■ **INFORMATION GIVEN**
*** Begin section ***

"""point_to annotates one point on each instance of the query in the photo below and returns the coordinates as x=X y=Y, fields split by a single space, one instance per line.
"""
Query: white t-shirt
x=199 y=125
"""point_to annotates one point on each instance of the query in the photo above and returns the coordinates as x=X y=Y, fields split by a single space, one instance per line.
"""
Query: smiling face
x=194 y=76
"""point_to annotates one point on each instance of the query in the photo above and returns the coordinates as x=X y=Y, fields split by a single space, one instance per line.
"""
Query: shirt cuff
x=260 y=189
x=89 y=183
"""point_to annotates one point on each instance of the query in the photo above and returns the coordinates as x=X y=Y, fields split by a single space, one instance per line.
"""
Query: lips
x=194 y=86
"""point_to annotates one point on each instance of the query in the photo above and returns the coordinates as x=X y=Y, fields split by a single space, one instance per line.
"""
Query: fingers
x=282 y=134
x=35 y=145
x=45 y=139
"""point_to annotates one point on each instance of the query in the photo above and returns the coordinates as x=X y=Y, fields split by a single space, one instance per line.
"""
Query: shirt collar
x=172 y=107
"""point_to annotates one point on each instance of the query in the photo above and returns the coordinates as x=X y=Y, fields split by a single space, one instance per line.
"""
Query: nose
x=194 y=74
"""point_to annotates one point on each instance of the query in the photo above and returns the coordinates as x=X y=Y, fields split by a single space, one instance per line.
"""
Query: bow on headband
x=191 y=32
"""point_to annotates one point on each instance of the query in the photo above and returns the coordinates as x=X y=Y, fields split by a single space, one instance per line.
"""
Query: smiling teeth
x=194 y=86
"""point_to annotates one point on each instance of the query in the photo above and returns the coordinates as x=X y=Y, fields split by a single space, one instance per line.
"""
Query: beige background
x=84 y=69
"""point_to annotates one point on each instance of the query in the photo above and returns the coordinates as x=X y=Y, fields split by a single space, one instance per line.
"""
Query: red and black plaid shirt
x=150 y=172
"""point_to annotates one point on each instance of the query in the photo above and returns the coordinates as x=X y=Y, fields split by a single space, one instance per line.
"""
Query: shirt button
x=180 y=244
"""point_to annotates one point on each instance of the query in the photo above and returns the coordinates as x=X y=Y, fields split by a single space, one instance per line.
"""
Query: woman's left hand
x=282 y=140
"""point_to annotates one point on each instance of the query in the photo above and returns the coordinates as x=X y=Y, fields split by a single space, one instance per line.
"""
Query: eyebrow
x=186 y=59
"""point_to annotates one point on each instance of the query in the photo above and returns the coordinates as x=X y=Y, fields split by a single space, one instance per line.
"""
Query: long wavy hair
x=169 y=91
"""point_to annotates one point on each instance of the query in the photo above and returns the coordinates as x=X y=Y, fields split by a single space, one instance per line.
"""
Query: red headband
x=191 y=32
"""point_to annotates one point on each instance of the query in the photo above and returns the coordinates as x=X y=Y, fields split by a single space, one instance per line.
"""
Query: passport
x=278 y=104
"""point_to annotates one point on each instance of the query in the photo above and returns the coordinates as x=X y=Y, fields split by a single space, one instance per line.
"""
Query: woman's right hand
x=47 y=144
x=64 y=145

*** End section ***

■ **WHAT THE TASK REQUIRES**
From the records above, extract each line exactly as shown.

■ **EXERCISE SOLUTION**
"""point_to annotates one point on each instance of the query in the photo below and returns the coordinates as x=X y=Y, fields split by a single space, one instance per line.
"""
Query: white t-shirt
x=199 y=125
"""point_to annotates one point on each instance of the query in the photo above and returns the coordinates as x=X y=Y, fields split by a single space, one instance per line.
"""
Query: smiling face
x=194 y=76
"""point_to annotates one point on each instance of the query in the photo above and returns the coordinates as x=X y=Y, fields split by a single space, one instance per line.
"""
Query: shirt cuff
x=260 y=189
x=89 y=183
"""point_to annotates one point on each instance of the query in the photo above and returns the coordinates as x=X y=Y, fields split by a single space, one instance per line.
"""
Query: lips
x=194 y=86
"""point_to annotates one point on each instance of the query in the photo above and returns the coordinates as x=X y=Y, fields split by a single space, one instance per line.
"""
Query: fingers
x=282 y=134
x=35 y=145
x=45 y=139
"""point_to annotates one point on each instance of the query in the photo above and returns the coordinates as x=X y=Y, fields split by a single space, one instance per line.
"""
Query: shirt collar
x=172 y=107
"""point_to annotates one point on each instance of the query in the photo above and returns the coordinates as x=X y=Y, fields split by a single space, one instance per line.
"""
Query: nose
x=194 y=74
"""point_to annotates one point on each instance of the query in the photo above and returns the coordinates as x=X y=Y, fields split by a single space, one instance per line.
"""
Query: bow on headband
x=191 y=32
"""point_to annotates one point on each instance of the query in the photo above and returns the coordinates as x=X y=Y, fields split by a single space, one instance per line.
"""
Query: smiling teeth
x=194 y=86
"""point_to annotates one point on each instance of the query in the photo above and returns the coordinates as x=X y=Y, fields split by a single space, one instance per line.
"""
Query: beige background
x=84 y=69
"""point_to annotates one point on each instance of the query in the photo above and returns the coordinates as x=X y=Y, fields split by a single space, one instance per line.
"""
Query: red and black plaid shirt
x=150 y=172
"""point_to annotates one point on each instance of the query in the photo above and returns the coordinates as x=X y=Y, fields split by a single space, one instance per line.
"""
Query: shirt button
x=180 y=244
"""point_to annotates one point on each instance of the query in the photo above and returns the coordinates as x=X y=Y, fields split by a single space, one instance per line.
"""
Query: woman's left hand
x=282 y=140
"""point_to annotates one point on each instance of the query in the photo above and returns the coordinates as x=X y=Y, fields split by a single space, one instance per line.
"""
Query: eyebrow
x=186 y=59
"""point_to annotates one point on each instance of the query in the photo above and returns the coordinates as x=X y=Y, fields split by a single space, one instance per line.
"""
Query: long wavy hair
x=169 y=91
"""point_to annotates one point on each instance of the query in the photo above and returns the coordinates as x=X y=Y, fields split by a single space, one instance per line.
"""
Query: red headband
x=191 y=32
"""point_to annotates one point on each instance of the query in the photo above and returns the coordinates as x=X y=Y, fields split by a single space, one instance per line.
"""
Query: passport
x=278 y=104
"""point_to annotates one point on each instance of the query in the photo above and returns the coordinates as x=X y=Y, fields split by a single space, one instance per line.
"""
Query: woman's right hand
x=47 y=144
x=64 y=145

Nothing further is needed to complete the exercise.